§ AIM OF THE TASK: For each statement, say yes or no according to the horse farm tax ruling below, and quote the words that decide it. 1. The Taxpayers paid the 2005 assessment. 2. The horse farm's losses were reported on a federal Schedule A. 3. Virginia begins its computation of taxable income with federal adjusted gross income.

Tax Type
Individual Income Tax
Description
Taxpayers conduct the horse farm for purpose of making a profit.
Topic
Credits
Federal Conformity
Records/Returns/Payments
Subtractions and Exclusions
Date Issued
09-07-2010
September 7, 2010
Re: § 58.1-1821 Application: Individual Income Tax
Dear *****:
This will reply to your letter in which you seek correction of the individual income tax assessments issued to your clients, ***** (the "Taxpayers") for the taxable years ended December 31, 2005 and 2006. I apologize for the delay in responding to your letter.
FACTS
During the taxable years at issue, the Taxpayers, a husband and wife, operated a horse farm. The horse farm incurred losses, which were reported on a federal Schedule C. The resulting losses offset the Taxpayers' salary and investment income, as well as any income generated by the properties themselves.
Under audit, the Department concluded that the Taxpayers did not meet some of the factors used to determine if an activity is conducted with a profit motive. As a result, the auditor disallowed the deductions claimed on the Schedule C. The Department issued an assessment for additional tax and interest for the 2005 taxable year and reduced the Taxpayers' refund claimed on their 2006 income tax return.
The Taxpayers paid the 2005 assessment, but have filed refund claims for the 2005 and 2006 taxable years, contending the horse farm was active during the taxable years at issue and they were entitled to deduct the expenses incurred from the horse farm operations.
DETERMINATION
Business Deductions
Virginia Code § 58.1-301 provides that terminology and references used in Title 58.1 of the Code of Virginia will have the same meaning as provided in the Internal Revenue Code (IRC) unless a different meaning is clearly required. For individual income tax purposes, Virginia "conforms" to federal law, in that it starts the computation of Virginia taxable income with federal adjusted gross income (FAGI). Income included in the FAGI of a Virginia resident its subject to taxation by Virginia, unless it is specifically exempt as a Virginia modification pursuant to Va. Code § 58.1-322.
As a general rule, the Department relies on the accuracy of information and computations reflected on the federal income tax return when reviewing Virginia individual income tax returns. If the information provided on the federal return looks reasonable, there is generally no reason to look behind those computations. However, the Department retains the authority to adjust FAGI where there is clear evidence that the amounts reported on the federal or Virginia income tax return are not consistent with the Internal Revenue Code (IRC). See Va. Code § 58.1-219.

§ EXCERPTED DATA:
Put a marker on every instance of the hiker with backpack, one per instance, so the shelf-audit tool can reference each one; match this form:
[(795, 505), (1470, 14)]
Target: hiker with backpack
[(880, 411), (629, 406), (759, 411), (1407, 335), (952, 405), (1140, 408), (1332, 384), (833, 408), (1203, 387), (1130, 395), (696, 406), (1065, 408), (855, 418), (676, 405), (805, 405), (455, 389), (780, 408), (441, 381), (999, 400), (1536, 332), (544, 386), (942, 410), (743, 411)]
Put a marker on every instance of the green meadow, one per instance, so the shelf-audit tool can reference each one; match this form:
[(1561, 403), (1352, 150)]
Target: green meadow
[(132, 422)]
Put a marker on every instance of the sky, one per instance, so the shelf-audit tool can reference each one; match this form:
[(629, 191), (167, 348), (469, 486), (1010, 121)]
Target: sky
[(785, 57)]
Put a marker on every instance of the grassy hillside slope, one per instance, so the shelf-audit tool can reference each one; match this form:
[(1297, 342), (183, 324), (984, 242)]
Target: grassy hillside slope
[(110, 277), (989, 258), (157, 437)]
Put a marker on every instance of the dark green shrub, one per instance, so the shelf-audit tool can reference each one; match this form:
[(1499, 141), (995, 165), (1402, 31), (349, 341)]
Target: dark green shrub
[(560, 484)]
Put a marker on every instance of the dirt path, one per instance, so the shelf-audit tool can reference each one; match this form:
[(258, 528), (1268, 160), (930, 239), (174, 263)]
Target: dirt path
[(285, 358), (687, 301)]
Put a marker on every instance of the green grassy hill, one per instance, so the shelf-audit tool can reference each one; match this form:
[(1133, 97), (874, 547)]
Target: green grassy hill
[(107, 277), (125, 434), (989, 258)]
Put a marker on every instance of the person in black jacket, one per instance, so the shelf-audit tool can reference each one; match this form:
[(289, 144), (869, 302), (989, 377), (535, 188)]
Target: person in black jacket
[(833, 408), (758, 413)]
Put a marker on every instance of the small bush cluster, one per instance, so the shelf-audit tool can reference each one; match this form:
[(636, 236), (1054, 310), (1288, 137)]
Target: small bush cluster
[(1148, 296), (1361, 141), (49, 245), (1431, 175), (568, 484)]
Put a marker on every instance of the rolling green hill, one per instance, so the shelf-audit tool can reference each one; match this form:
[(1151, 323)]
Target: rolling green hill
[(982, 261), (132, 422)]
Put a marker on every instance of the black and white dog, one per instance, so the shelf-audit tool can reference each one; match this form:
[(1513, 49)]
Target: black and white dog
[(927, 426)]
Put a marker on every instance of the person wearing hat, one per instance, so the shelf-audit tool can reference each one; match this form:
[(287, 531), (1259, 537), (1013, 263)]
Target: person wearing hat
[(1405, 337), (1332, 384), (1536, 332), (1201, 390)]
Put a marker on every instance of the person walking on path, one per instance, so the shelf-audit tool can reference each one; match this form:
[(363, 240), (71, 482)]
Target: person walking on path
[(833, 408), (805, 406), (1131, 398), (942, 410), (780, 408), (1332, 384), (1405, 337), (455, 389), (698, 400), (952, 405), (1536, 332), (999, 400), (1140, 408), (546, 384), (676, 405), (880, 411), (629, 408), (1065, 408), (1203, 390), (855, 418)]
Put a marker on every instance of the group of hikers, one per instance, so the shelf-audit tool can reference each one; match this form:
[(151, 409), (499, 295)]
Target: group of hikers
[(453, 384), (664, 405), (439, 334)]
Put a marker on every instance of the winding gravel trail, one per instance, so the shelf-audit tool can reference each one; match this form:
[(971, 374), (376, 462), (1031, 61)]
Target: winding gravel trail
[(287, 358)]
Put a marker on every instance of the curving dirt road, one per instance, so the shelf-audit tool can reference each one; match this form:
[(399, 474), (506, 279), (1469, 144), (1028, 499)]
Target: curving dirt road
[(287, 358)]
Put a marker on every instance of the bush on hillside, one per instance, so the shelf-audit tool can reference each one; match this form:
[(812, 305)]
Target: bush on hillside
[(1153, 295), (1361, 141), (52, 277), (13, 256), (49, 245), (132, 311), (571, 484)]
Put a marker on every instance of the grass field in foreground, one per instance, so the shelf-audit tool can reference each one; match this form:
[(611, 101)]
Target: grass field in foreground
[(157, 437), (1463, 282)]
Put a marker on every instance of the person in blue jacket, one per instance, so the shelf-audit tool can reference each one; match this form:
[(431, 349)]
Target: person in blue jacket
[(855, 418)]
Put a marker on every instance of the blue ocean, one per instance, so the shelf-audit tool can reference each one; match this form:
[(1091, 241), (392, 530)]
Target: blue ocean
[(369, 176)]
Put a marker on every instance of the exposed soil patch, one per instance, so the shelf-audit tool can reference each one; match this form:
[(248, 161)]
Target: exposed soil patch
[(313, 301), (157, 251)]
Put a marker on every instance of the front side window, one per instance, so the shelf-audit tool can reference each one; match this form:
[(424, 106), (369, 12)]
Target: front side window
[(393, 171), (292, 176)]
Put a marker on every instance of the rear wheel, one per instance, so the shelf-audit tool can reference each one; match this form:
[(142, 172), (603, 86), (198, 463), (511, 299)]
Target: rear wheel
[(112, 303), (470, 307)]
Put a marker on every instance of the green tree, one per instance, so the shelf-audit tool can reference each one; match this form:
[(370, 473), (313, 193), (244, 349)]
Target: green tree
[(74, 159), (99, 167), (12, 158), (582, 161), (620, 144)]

* * *

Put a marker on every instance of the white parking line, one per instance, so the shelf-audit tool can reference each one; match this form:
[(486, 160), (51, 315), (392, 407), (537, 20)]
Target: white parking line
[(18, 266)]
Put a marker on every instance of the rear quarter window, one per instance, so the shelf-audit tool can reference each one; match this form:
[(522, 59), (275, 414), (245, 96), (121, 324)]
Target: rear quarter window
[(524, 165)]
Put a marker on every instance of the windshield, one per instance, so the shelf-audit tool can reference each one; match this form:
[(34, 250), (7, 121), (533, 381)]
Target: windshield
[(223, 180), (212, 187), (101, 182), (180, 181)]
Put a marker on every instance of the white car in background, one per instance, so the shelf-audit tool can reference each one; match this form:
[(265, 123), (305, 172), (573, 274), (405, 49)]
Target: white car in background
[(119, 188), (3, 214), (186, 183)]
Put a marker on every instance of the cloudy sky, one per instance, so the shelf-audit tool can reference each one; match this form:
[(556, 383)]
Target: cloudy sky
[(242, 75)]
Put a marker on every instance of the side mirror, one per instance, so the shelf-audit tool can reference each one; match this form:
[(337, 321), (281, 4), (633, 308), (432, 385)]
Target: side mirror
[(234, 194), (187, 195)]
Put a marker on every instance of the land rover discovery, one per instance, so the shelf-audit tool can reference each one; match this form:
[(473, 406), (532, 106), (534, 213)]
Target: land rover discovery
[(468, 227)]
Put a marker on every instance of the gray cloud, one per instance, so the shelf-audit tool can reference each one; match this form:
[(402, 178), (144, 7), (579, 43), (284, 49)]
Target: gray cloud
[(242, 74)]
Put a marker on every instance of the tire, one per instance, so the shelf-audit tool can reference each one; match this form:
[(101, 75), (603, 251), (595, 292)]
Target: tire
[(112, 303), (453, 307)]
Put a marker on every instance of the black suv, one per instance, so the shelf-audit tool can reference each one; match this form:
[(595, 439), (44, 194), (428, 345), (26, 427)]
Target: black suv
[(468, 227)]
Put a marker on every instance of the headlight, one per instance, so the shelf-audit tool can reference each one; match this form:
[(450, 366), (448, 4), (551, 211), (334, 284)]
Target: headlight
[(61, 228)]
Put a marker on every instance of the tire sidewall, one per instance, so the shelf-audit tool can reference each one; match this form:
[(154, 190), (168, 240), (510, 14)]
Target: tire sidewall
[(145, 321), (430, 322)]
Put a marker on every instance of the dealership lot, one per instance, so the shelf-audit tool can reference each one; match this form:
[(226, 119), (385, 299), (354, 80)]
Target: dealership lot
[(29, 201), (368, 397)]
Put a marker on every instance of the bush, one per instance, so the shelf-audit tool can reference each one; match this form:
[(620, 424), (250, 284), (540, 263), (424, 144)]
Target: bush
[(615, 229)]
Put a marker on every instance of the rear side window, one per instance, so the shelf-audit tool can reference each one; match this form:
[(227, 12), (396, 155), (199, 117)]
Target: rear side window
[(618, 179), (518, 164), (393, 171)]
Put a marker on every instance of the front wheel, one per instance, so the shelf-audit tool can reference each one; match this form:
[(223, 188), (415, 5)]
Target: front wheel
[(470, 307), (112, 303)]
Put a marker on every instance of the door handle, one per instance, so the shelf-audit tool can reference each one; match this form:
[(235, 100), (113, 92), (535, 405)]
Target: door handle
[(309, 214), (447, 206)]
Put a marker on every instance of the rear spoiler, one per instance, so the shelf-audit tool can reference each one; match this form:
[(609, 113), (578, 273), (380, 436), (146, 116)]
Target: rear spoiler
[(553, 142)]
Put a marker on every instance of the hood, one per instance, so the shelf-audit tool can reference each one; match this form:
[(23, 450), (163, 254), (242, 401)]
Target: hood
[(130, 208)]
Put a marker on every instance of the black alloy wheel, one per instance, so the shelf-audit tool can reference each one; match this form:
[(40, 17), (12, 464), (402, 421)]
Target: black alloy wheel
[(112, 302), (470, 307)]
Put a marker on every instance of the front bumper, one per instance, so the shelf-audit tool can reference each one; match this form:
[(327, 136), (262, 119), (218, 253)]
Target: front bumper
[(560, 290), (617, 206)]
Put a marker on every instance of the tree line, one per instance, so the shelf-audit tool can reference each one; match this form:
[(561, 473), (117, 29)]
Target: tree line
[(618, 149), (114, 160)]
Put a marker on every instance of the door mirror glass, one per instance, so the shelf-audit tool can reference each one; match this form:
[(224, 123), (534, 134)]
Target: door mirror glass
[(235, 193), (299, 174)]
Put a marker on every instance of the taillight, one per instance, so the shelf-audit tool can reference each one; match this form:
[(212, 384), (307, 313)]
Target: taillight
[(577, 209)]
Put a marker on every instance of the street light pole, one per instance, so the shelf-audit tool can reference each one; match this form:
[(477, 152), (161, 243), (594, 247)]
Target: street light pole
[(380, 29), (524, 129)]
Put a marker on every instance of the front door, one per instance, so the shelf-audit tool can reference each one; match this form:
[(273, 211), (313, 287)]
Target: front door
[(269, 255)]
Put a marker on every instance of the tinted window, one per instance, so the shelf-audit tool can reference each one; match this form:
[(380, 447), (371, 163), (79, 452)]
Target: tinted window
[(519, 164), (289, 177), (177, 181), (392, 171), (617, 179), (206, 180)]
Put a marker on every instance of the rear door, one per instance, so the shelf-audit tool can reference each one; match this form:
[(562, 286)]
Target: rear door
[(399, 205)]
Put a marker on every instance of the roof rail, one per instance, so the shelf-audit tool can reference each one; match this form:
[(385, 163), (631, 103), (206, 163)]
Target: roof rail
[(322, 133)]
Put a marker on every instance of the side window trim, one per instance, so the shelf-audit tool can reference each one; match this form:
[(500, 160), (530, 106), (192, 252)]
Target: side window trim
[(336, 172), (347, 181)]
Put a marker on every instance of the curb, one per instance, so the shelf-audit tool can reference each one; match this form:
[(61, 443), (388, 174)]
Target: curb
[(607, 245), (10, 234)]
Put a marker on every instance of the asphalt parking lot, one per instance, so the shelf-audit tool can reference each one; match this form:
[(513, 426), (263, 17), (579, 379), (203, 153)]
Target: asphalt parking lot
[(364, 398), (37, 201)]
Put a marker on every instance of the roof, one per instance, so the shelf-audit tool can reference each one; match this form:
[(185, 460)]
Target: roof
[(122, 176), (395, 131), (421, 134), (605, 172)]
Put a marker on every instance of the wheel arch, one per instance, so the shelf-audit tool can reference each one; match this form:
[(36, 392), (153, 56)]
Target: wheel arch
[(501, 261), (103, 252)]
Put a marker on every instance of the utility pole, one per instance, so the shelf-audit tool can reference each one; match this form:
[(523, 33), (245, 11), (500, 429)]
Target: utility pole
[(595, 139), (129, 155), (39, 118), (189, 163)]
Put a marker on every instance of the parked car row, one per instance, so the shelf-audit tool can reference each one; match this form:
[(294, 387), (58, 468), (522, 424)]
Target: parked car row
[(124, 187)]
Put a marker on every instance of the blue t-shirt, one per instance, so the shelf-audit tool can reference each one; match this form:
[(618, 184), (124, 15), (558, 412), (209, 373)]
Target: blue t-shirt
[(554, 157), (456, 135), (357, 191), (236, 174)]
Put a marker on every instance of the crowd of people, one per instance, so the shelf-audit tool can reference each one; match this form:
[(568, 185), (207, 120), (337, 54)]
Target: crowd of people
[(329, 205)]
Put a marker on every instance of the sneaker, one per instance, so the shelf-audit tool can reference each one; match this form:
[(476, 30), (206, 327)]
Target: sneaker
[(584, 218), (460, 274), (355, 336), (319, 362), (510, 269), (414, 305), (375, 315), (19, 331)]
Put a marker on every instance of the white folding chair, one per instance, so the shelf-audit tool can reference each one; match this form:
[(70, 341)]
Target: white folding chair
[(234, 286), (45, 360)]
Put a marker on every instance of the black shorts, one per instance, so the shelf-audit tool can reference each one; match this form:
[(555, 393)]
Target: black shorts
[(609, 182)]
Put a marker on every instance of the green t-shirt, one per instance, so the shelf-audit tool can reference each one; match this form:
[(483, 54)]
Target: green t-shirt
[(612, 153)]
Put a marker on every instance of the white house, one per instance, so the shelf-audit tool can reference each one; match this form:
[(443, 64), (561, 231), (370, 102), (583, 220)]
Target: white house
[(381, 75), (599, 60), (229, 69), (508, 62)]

§ TASK RESPONSE:
1. Yes: "The Taxpayers paid the 2005 assessment"
2. No: "which were reported on a federal Schedule C"
3. Yes: "it starts the computation of Virginia taxable income with federal adjusted gross income (FAGI)"